*** Source extract ***

High new vape product ambitions and an attractive dividend yield continue to offset ethical concerns for many investors.
Second-half trading update
- Maintaining 2020 guidance
- Constant currency adjusted revenue growth now expected to be at the high end of the 1-3% range
- Mid-single figure constant currency adjusted diluted earnings per share growth
- Continued deleveraging of the balance sheet
- A dividend pay-out ratio of 65% of adjusted diluted EPS and growth in sterling terms
Chief executive Jack Bowles said:
"We are transforming our business in order to build A Better Tomorrow. Reducing the health impact of our business through providing a range of enjoyable and less risky products is the greatest contribution we can make to society. We continue to be clear that combustible cigarettes pose serious health risks, and the only way to avoid these risks is not to start or to quit. BAT encourages those who would otherwise continue to smoke to switch completely to scientifically substantiated reduced risk alternatives.

*** End of Source extract ***
*** Source material ***

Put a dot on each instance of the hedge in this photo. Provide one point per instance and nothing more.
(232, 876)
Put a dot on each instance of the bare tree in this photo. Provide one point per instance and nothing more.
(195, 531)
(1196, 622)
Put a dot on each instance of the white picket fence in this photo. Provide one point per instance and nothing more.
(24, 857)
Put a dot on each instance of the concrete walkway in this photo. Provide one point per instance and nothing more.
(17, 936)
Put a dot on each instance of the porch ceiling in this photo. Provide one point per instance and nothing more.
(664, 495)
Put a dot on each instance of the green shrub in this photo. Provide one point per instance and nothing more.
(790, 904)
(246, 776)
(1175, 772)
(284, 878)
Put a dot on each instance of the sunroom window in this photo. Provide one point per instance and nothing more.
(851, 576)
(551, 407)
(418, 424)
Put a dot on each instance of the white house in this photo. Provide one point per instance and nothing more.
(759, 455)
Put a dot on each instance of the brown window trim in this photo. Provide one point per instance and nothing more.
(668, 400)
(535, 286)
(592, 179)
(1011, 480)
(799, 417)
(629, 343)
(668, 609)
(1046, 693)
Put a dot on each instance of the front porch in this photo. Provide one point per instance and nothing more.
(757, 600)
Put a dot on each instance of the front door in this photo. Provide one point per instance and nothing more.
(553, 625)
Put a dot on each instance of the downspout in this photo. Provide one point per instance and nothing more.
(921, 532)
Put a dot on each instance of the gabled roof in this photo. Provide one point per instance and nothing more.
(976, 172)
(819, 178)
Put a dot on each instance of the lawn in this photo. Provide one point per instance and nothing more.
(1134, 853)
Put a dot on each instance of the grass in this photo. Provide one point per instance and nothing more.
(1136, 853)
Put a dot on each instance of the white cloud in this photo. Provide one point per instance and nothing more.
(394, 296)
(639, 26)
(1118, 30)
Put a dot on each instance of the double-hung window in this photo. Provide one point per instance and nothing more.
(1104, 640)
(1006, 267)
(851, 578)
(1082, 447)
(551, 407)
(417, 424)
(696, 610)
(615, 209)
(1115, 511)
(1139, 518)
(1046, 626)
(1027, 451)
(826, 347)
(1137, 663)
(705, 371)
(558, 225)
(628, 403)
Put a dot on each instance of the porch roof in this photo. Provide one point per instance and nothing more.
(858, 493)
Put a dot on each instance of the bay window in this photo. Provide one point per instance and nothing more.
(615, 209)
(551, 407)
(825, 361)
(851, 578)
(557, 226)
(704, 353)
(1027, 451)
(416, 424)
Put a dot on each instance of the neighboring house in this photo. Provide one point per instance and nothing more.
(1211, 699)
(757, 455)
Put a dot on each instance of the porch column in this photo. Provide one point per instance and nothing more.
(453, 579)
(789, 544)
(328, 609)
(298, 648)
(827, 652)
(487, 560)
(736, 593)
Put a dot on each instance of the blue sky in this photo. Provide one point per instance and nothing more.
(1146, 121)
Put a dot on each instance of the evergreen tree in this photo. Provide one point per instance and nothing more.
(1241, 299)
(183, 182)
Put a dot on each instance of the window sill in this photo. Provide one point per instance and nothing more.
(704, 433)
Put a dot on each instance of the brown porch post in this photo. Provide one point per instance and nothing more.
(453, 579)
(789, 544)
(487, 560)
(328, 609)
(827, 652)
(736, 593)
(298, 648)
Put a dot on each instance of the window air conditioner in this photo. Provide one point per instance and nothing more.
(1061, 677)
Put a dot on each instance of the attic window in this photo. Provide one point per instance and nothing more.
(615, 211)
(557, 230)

*** End of Source material ***
*** Source material ***

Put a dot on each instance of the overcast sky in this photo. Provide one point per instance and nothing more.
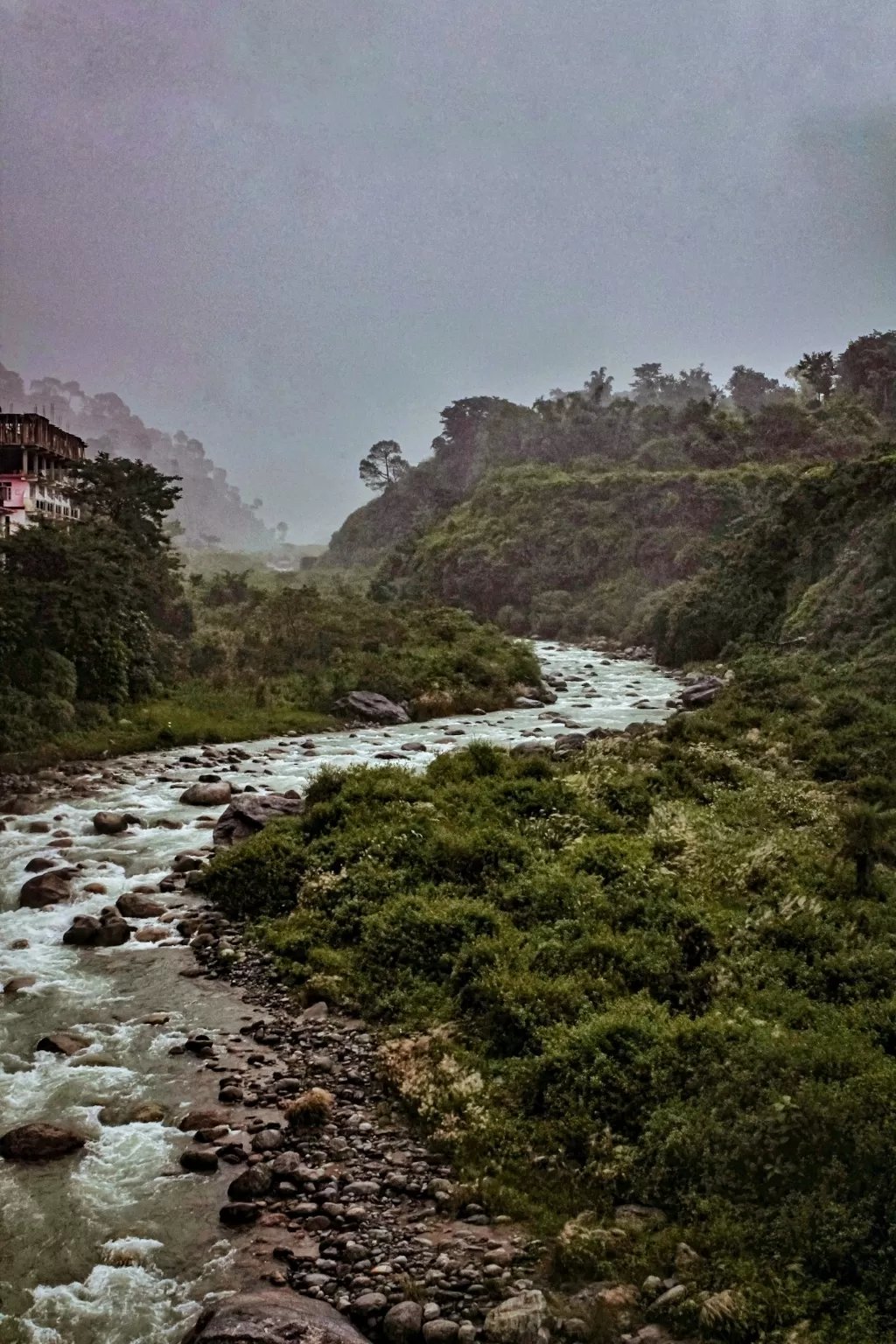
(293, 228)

*** End of Source material ***
*** Source material ***

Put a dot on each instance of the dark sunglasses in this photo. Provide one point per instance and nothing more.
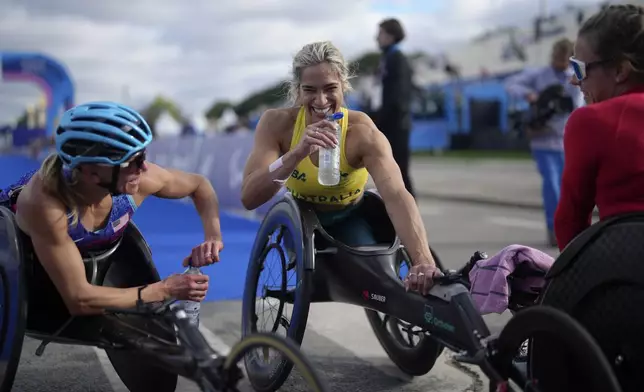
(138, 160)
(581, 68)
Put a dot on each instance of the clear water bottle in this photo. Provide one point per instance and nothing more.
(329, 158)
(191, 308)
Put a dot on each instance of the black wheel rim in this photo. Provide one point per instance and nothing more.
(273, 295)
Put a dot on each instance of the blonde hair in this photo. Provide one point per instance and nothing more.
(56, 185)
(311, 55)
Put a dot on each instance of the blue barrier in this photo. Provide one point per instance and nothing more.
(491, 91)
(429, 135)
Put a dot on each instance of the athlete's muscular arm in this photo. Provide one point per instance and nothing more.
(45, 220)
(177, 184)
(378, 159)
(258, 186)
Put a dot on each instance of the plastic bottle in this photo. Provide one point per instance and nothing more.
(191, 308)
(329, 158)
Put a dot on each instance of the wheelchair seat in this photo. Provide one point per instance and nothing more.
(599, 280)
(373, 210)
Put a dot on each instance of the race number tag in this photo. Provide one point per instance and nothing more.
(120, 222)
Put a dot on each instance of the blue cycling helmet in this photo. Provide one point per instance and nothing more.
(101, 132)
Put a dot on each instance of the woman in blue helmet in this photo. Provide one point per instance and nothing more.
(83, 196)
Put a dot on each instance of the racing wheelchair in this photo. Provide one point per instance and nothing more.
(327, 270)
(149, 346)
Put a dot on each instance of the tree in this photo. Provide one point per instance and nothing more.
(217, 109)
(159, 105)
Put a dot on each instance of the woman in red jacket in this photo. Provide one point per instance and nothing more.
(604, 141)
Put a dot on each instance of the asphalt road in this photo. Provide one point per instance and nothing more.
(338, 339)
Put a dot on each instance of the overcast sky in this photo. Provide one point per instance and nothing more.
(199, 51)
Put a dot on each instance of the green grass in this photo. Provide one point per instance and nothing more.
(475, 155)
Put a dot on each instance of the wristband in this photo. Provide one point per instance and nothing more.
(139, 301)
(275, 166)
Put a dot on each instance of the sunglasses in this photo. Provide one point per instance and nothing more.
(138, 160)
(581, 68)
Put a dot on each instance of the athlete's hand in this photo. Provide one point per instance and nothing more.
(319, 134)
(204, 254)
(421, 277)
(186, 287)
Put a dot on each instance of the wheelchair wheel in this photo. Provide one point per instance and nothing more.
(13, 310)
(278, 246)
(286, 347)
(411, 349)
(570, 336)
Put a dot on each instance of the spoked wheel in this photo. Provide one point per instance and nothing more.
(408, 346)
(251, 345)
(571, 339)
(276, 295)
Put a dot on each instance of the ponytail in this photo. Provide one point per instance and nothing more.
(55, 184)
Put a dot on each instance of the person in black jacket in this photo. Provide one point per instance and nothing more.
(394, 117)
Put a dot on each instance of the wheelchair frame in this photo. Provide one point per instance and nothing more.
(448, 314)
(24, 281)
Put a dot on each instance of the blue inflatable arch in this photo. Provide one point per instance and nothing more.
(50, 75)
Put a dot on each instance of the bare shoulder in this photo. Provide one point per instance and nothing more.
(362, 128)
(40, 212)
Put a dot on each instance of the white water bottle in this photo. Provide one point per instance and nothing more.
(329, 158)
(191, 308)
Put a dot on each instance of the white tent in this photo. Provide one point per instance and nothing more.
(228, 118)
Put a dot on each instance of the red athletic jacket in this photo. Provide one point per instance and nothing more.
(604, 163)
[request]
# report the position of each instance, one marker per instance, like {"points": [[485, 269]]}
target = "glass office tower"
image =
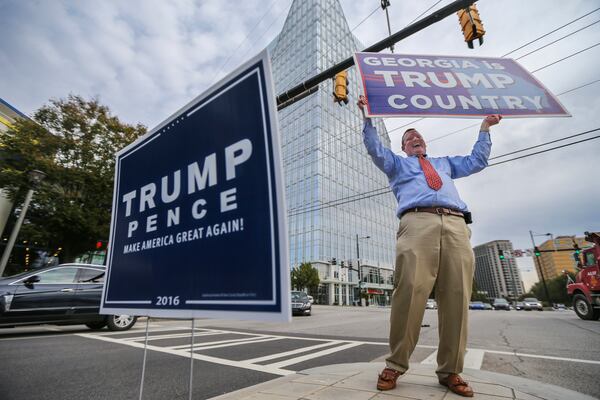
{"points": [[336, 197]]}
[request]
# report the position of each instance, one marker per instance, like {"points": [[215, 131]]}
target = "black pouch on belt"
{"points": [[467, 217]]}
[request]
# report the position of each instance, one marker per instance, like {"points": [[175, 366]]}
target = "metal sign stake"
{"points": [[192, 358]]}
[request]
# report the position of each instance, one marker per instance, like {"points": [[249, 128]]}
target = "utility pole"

*** End of Source material ***

▶ [Task statement]:
In the trading update, what dividend pay-out ratio is given?

▶ [Problem solution]:
65% of adjusted diluted EPS, with growth in sterling terms.